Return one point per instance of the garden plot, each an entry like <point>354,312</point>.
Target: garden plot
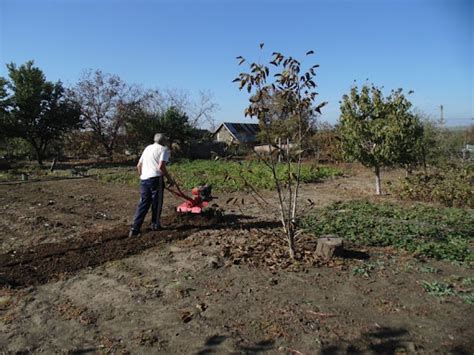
<point>213,286</point>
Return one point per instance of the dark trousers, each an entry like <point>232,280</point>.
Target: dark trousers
<point>151,191</point>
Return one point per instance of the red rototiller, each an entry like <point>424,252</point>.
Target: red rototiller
<point>202,195</point>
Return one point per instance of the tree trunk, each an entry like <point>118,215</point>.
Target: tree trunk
<point>39,156</point>
<point>378,189</point>
<point>328,246</point>
<point>291,242</point>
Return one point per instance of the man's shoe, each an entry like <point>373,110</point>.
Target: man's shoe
<point>133,233</point>
<point>156,227</point>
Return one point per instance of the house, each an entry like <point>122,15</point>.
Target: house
<point>237,133</point>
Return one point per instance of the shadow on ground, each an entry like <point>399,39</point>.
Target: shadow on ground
<point>49,261</point>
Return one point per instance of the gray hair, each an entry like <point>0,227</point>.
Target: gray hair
<point>160,138</point>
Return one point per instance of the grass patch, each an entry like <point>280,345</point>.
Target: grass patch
<point>440,233</point>
<point>226,176</point>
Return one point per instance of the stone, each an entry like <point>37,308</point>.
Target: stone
<point>328,246</point>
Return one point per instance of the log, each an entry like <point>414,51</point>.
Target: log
<point>328,246</point>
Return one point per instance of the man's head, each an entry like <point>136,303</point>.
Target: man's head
<point>160,138</point>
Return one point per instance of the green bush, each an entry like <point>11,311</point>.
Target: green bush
<point>452,187</point>
<point>440,233</point>
<point>225,175</point>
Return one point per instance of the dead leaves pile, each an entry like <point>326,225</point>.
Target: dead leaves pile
<point>264,248</point>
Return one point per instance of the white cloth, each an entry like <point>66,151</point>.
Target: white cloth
<point>151,158</point>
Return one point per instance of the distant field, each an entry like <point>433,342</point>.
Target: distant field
<point>224,175</point>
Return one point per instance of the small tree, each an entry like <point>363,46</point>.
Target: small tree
<point>294,91</point>
<point>36,110</point>
<point>106,103</point>
<point>175,125</point>
<point>378,131</point>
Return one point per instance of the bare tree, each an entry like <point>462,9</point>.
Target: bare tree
<point>106,102</point>
<point>200,109</point>
<point>295,92</point>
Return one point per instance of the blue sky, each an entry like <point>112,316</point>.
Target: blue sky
<point>420,45</point>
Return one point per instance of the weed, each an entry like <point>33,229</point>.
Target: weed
<point>440,233</point>
<point>438,289</point>
<point>429,269</point>
<point>224,175</point>
<point>363,269</point>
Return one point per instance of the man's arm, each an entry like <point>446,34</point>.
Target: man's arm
<point>164,171</point>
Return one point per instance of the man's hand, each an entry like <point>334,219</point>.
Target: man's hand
<point>170,182</point>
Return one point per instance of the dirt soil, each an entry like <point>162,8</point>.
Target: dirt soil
<point>72,281</point>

PROMPT:
For the data above, return an exact copy that contains no pictures.

ANSWER:
Return one point per instance of the garden plot, each an entry like <point>354,312</point>.
Target: garden plot
<point>213,286</point>
Return one point per instance of the dark trousers, each an entry like <point>232,280</point>.
Target: dark trousers
<point>151,191</point>
Return one point per instance of the red rototiller, each an entry like <point>424,252</point>.
Target: red rototiller
<point>202,195</point>
Return one point per instance of the tree trunk, each an entry like <point>118,215</point>.
Target: tree trunk
<point>39,156</point>
<point>378,189</point>
<point>328,246</point>
<point>291,242</point>
Return one point per instance of the man's shoe, each an entry like <point>373,110</point>.
Target: man's shoe
<point>133,233</point>
<point>156,227</point>
Return one point per instance of the house, each an entry like <point>122,15</point>.
Target: house
<point>237,133</point>
Return one point per instance of the shadow on ground, each an entry like <point>399,39</point>.
Target: shadow on ground
<point>49,261</point>
Return one point per instance of the gray hair, each an entry like <point>0,227</point>.
Target: gray hair
<point>160,138</point>
Return one point per instance of the grass patch, each an entry like <point>280,345</point>.
Target: grass patch
<point>440,233</point>
<point>226,176</point>
Return one point per instance of the stone, each an entry like <point>37,308</point>.
Target: stone
<point>328,246</point>
Return one point per instance of the log, each an entry like <point>414,51</point>.
Target: log
<point>328,246</point>
Return one point per instance of the man's head, each an entry like <point>136,303</point>.
Target: man's head
<point>160,138</point>
Return one point per instance of the green bush, each an entry like <point>11,311</point>.
Target: green bush
<point>452,187</point>
<point>440,233</point>
<point>225,175</point>
Return one point per instance of the dead leaves pile, each an entry like <point>326,225</point>.
Target: dead leaves pile
<point>264,248</point>
Return one point per instance of the white cloth, each an entry like <point>66,151</point>.
Target: white cloth
<point>151,158</point>
Return one point per instance of the distant field, each an entry like <point>433,342</point>.
Target: distant field
<point>224,175</point>
Return one point per instance of the small tree, each an entry like <point>363,46</point>.
Target: small tree
<point>294,91</point>
<point>36,110</point>
<point>106,103</point>
<point>175,125</point>
<point>378,131</point>
Return one point per instance of the bare tree, each an entry like <point>462,9</point>.
Target: bare tree
<point>106,102</point>
<point>200,109</point>
<point>295,92</point>
Return one point per instance of the blue sky, each an entry like <point>112,316</point>.
Target: blue sky
<point>420,45</point>
Return one point per instance of the weed, each an entry like <point>33,229</point>.
Target: weed
<point>440,233</point>
<point>438,289</point>
<point>429,269</point>
<point>224,175</point>
<point>363,269</point>
Return one point per instance of the man's arm, each an entry like <point>446,34</point>.
Target: man's arm
<point>164,171</point>
Return one point per instance of the man's hand, each an entry like <point>334,219</point>.
Target: man's hand
<point>170,182</point>
Return one point per instance of the dirt soil, each an entry like <point>162,8</point>.
Target: dirt soil
<point>72,281</point>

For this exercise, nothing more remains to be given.